Dataset records:
<<<<

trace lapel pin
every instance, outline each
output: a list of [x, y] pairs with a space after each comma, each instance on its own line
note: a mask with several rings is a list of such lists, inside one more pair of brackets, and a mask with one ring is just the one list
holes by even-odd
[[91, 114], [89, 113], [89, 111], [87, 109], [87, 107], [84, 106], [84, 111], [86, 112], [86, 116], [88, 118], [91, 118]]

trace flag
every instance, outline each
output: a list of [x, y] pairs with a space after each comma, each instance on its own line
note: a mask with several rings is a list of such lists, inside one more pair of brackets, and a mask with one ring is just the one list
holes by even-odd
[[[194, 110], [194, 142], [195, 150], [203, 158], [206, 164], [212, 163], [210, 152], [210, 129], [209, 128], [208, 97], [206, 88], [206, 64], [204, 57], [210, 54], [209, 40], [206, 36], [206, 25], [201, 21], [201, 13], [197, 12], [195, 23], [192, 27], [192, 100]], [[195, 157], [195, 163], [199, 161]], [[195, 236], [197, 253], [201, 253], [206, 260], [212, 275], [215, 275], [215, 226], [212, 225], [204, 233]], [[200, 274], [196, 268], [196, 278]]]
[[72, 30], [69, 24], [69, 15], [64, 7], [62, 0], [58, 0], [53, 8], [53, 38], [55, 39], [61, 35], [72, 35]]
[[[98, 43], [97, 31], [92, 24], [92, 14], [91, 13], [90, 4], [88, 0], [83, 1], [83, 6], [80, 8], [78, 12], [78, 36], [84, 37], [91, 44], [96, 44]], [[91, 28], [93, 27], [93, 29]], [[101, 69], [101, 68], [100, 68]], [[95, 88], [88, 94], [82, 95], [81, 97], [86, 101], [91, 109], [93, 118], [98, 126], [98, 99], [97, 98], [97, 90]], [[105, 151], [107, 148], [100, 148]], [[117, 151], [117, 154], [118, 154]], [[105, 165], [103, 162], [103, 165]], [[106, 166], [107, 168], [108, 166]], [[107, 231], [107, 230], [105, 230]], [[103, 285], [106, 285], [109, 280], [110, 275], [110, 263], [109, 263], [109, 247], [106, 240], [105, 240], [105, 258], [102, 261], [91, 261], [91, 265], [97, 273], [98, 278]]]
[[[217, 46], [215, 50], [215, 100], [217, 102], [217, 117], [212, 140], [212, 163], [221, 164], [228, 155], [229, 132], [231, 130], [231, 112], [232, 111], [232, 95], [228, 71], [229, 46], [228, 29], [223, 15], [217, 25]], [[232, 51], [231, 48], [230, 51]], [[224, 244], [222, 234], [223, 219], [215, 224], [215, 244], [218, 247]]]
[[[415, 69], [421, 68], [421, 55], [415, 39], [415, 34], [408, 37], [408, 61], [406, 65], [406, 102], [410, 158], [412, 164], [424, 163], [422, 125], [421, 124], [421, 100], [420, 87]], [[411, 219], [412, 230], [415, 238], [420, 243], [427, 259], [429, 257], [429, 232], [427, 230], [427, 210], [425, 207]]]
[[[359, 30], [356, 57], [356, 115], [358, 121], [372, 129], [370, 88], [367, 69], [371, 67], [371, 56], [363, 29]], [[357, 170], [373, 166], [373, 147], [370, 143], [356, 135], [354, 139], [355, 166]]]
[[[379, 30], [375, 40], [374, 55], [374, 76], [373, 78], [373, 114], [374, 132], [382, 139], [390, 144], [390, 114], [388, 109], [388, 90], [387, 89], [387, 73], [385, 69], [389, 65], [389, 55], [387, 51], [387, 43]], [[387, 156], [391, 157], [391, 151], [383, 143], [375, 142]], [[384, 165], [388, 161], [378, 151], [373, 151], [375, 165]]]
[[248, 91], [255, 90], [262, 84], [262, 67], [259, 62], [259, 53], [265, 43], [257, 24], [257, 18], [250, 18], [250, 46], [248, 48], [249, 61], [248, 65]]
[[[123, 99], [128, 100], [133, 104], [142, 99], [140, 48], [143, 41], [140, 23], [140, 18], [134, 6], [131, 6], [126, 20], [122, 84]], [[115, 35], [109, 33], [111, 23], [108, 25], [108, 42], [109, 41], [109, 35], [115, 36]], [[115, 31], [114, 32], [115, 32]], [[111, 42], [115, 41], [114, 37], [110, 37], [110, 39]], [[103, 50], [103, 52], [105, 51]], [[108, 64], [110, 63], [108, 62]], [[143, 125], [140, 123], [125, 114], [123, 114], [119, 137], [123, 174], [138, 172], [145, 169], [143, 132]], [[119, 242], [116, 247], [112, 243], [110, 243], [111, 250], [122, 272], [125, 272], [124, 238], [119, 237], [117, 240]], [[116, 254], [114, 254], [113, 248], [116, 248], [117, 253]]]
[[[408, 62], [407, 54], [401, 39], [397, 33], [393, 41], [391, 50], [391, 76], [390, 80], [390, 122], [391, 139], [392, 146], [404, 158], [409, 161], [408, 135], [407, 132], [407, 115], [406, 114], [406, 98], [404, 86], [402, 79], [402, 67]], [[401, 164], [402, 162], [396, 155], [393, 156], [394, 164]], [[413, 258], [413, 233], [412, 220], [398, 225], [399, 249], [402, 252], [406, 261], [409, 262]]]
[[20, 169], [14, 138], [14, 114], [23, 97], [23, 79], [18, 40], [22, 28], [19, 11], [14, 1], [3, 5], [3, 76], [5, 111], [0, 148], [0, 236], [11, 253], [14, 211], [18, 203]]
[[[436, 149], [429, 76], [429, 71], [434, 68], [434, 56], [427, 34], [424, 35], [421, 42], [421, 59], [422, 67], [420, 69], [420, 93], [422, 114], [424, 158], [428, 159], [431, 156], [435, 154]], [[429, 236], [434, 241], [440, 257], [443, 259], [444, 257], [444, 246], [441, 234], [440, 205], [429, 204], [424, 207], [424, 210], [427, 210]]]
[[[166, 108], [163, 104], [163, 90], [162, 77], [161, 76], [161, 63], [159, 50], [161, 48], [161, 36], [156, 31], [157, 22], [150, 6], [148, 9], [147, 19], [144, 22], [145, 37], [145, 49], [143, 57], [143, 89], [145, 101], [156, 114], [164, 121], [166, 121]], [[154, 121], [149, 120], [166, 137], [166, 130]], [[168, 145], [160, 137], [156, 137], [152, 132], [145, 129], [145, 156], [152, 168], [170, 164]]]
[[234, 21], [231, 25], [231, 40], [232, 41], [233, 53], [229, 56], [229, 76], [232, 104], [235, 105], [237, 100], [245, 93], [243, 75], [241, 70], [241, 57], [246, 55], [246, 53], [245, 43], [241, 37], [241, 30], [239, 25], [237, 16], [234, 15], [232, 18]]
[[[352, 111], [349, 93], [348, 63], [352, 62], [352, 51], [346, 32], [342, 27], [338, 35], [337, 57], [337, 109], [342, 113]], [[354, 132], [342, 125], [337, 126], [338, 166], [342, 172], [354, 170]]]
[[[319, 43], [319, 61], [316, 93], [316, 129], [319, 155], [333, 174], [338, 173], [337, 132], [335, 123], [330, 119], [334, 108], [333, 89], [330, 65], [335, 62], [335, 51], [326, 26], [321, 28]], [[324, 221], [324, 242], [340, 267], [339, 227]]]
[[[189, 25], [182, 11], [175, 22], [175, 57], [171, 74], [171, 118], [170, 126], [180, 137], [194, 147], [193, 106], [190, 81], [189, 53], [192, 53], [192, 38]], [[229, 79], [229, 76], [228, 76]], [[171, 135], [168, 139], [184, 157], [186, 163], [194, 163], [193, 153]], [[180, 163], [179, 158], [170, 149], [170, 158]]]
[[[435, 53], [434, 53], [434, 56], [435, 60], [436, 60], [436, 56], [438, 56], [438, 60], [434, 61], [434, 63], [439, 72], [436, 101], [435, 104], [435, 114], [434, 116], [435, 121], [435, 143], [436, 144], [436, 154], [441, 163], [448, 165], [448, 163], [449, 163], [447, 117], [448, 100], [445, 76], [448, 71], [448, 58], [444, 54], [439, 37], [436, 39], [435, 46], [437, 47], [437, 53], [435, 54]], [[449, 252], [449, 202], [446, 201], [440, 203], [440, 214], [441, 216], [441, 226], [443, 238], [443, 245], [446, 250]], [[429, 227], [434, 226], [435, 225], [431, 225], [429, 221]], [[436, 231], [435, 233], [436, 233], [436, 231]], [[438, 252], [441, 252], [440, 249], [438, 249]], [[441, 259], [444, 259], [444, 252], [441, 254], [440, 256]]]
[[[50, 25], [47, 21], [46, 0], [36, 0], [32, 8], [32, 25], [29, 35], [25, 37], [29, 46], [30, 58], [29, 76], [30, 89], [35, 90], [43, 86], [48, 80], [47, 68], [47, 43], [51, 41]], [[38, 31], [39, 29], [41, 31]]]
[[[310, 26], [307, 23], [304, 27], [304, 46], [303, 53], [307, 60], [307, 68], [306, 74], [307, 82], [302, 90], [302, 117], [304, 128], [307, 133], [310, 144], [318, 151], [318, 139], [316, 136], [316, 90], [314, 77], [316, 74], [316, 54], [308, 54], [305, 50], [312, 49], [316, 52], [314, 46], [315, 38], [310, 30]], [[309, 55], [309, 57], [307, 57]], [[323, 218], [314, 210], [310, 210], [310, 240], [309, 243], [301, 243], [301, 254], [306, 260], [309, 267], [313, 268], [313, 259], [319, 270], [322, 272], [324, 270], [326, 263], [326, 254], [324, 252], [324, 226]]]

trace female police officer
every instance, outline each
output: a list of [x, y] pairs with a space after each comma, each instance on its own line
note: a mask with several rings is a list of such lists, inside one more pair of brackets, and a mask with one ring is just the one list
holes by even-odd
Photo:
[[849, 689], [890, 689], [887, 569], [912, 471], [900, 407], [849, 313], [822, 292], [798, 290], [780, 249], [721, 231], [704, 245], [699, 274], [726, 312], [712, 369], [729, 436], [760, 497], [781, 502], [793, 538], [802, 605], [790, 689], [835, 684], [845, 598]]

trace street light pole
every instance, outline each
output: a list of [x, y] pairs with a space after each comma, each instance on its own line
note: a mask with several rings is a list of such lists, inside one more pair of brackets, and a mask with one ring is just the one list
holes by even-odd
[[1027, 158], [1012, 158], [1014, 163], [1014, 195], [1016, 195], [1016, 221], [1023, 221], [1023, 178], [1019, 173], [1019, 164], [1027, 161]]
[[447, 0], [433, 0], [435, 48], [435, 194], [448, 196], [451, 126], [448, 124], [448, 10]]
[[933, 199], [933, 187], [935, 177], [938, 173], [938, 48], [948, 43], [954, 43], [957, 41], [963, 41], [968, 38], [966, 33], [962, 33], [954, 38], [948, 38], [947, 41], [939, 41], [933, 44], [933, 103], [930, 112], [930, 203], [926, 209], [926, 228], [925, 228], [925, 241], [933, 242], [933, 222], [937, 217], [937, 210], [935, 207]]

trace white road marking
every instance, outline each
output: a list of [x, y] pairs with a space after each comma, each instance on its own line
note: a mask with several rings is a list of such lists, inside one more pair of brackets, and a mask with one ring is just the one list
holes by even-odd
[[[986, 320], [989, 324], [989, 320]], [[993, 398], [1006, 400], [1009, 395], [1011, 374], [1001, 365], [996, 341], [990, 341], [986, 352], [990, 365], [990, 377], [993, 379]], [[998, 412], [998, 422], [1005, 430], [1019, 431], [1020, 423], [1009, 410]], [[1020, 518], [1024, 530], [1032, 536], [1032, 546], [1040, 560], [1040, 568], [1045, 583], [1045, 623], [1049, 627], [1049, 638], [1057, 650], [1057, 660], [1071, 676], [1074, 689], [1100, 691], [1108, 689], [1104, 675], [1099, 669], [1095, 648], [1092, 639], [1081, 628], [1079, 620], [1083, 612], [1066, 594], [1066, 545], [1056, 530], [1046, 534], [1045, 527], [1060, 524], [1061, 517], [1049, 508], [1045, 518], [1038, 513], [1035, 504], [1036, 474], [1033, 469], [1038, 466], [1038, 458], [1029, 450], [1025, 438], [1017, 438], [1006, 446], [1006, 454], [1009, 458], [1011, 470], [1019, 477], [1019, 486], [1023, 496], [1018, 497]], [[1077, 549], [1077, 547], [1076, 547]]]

>>>>

• **Task instructions**:
Transcribe word for word the lines from the one holding "trace white road marking" to the last line of the listing above, inclusive.

• **The solution**:
trace white road marking
every instance, outline each
output: a list of [x, y] pairs with a space after each comma, each instance on its own line
note: a mask with several rings is a list of such lists, inside one more pair of brackets, and a mask with one ring is just the one list
holes by even-odd
[[[986, 320], [989, 324], [989, 320]], [[993, 398], [1006, 400], [1009, 395], [1011, 374], [1001, 365], [996, 341], [990, 341], [986, 352], [990, 365], [990, 377], [993, 379]], [[998, 412], [998, 422], [1005, 430], [1019, 431], [1020, 423], [1009, 410]], [[1020, 518], [1024, 530], [1032, 536], [1032, 546], [1040, 560], [1040, 568], [1045, 583], [1045, 623], [1049, 627], [1049, 638], [1057, 650], [1057, 660], [1071, 676], [1074, 689], [1100, 691], [1108, 689], [1104, 675], [1099, 669], [1095, 648], [1092, 639], [1081, 628], [1079, 620], [1083, 612], [1066, 594], [1066, 545], [1056, 530], [1046, 534], [1045, 527], [1060, 524], [1061, 517], [1049, 508], [1045, 518], [1038, 513], [1035, 504], [1036, 474], [1033, 469], [1038, 466], [1038, 458], [1029, 450], [1025, 438], [1017, 438], [1006, 446], [1006, 454], [1009, 458], [1011, 470], [1019, 477], [1019, 486], [1023, 496], [1018, 497]], [[1077, 549], [1077, 547], [1076, 547]]]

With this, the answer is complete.